— start —

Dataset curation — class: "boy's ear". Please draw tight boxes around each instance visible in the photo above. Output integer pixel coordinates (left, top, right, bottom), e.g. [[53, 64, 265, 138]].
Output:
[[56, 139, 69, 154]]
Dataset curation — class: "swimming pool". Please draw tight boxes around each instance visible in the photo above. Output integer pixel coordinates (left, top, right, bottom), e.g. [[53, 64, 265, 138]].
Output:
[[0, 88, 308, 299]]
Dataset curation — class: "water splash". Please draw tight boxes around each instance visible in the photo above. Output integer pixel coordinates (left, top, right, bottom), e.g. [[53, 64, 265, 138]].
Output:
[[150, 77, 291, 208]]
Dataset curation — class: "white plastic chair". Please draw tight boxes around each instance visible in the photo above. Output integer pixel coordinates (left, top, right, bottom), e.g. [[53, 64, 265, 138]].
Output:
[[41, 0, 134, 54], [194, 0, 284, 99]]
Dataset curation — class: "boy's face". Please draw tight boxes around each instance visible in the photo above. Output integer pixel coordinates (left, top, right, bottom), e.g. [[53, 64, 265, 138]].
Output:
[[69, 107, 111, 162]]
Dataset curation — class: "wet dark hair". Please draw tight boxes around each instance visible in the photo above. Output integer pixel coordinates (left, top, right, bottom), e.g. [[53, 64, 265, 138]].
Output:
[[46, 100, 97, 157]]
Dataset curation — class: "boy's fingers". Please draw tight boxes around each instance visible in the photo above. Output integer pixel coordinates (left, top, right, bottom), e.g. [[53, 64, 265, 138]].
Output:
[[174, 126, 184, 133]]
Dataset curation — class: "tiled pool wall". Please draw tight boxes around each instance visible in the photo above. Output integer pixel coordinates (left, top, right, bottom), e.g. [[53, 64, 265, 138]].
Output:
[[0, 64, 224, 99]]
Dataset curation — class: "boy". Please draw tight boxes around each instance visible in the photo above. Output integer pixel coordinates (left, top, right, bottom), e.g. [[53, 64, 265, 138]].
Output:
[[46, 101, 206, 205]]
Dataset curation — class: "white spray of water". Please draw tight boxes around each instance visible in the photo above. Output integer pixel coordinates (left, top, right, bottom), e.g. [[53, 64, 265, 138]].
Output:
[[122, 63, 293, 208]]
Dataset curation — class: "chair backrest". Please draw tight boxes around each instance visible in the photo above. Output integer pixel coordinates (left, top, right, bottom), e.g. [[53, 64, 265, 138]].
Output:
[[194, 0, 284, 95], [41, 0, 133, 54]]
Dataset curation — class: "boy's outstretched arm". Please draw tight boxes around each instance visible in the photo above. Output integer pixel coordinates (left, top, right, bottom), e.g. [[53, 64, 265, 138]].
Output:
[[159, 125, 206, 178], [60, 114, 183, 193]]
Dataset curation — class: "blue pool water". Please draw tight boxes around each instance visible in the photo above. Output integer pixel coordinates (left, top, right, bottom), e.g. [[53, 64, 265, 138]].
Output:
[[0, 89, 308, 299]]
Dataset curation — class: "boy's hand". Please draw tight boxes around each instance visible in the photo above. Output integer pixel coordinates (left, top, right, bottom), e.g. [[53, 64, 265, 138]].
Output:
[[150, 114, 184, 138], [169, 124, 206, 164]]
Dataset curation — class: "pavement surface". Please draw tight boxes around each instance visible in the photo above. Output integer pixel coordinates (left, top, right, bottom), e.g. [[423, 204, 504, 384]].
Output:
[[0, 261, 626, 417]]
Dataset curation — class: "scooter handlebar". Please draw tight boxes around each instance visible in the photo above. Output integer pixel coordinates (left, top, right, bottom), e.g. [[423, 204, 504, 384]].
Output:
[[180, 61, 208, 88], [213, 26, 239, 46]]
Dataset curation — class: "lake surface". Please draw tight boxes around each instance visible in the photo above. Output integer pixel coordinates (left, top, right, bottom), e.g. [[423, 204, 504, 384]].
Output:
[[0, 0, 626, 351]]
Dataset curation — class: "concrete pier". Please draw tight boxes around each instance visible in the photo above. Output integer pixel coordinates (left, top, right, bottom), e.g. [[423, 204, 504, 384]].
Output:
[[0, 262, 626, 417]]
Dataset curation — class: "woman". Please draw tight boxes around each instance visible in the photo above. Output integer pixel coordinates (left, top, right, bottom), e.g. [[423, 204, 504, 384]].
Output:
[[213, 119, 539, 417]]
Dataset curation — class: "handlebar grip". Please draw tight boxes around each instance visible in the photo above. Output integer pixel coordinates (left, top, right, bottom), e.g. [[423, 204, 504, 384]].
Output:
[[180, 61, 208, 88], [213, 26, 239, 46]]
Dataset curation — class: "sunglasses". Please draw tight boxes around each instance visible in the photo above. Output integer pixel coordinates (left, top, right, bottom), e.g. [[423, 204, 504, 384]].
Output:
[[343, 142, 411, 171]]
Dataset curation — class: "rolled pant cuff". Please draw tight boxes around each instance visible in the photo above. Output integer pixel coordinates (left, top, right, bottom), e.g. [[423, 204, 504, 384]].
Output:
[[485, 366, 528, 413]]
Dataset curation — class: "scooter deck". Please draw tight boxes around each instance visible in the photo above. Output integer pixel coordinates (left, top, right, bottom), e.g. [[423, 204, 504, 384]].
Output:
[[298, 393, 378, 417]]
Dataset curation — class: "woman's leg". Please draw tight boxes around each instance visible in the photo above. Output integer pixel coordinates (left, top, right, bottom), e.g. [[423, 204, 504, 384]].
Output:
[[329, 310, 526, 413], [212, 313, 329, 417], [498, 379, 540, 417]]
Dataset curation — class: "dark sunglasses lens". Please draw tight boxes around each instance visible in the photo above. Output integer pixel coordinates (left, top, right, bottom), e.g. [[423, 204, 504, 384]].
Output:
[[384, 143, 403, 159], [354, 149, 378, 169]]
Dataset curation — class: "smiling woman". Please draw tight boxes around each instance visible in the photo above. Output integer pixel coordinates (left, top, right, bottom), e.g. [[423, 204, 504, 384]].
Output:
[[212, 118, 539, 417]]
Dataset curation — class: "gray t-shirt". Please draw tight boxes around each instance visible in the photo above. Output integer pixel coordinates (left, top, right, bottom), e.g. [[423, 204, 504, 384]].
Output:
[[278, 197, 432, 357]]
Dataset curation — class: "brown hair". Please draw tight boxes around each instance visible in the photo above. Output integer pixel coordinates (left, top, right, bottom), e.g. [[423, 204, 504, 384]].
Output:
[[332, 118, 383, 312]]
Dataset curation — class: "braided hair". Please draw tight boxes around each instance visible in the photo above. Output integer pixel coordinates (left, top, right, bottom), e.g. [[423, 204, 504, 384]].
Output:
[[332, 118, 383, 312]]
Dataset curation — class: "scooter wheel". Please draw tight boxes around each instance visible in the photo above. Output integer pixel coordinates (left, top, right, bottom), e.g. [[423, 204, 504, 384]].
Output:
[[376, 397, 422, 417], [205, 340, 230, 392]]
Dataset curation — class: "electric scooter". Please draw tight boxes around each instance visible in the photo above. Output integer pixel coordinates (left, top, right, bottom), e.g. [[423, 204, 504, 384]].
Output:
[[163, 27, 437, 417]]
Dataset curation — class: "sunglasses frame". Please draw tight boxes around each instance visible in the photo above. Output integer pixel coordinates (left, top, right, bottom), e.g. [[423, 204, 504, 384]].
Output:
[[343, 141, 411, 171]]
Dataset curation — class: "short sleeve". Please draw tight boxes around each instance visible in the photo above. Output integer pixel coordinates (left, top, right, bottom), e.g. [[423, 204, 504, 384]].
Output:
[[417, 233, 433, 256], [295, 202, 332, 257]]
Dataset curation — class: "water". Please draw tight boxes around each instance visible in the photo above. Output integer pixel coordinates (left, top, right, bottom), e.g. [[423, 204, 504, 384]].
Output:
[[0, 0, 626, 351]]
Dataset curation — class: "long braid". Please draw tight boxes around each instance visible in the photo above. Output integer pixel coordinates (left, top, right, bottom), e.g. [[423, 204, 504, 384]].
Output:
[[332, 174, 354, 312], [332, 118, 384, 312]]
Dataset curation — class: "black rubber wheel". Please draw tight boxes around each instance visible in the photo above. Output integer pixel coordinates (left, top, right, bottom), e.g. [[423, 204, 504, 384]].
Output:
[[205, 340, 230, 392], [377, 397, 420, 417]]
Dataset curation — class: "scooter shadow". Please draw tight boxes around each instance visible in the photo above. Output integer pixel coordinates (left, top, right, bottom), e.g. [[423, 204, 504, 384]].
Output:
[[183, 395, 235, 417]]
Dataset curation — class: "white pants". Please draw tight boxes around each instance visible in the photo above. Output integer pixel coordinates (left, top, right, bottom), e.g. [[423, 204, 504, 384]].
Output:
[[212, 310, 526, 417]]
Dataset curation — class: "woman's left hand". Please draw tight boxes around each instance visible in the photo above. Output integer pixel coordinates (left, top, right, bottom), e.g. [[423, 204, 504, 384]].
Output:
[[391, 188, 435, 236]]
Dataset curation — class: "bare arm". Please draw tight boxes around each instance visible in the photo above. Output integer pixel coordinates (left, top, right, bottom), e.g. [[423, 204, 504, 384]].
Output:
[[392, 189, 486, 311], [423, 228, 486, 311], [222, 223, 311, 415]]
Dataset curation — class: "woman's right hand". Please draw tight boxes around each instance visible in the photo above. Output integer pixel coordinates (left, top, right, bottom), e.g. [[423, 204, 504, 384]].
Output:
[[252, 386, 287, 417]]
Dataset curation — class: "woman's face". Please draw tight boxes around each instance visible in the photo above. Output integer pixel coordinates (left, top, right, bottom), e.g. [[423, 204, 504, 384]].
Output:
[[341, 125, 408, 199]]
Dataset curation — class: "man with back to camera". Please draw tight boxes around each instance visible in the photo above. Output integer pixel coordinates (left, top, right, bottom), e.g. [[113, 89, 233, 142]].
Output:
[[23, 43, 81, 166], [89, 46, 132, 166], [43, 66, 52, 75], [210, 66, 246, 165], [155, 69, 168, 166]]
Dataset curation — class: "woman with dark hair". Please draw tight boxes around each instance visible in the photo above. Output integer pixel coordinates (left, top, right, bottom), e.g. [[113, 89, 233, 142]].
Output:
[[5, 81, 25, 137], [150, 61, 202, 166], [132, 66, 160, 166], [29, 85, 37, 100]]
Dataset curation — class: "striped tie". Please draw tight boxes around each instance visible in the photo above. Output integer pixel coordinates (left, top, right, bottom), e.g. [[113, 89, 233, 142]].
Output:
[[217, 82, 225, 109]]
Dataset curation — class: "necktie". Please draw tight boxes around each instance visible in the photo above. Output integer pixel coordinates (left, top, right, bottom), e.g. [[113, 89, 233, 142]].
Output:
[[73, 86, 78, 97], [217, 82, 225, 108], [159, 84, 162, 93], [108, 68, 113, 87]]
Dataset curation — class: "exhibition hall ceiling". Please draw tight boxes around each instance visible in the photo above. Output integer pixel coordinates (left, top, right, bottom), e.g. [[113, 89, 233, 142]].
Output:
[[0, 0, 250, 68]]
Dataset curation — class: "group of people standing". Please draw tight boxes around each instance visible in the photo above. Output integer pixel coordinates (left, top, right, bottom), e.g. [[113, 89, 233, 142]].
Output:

— end —

### INSTRUCTION:
Tally the lines in the rows above that contain the string "chair". Reply with the number only.

### THE RESULT:
2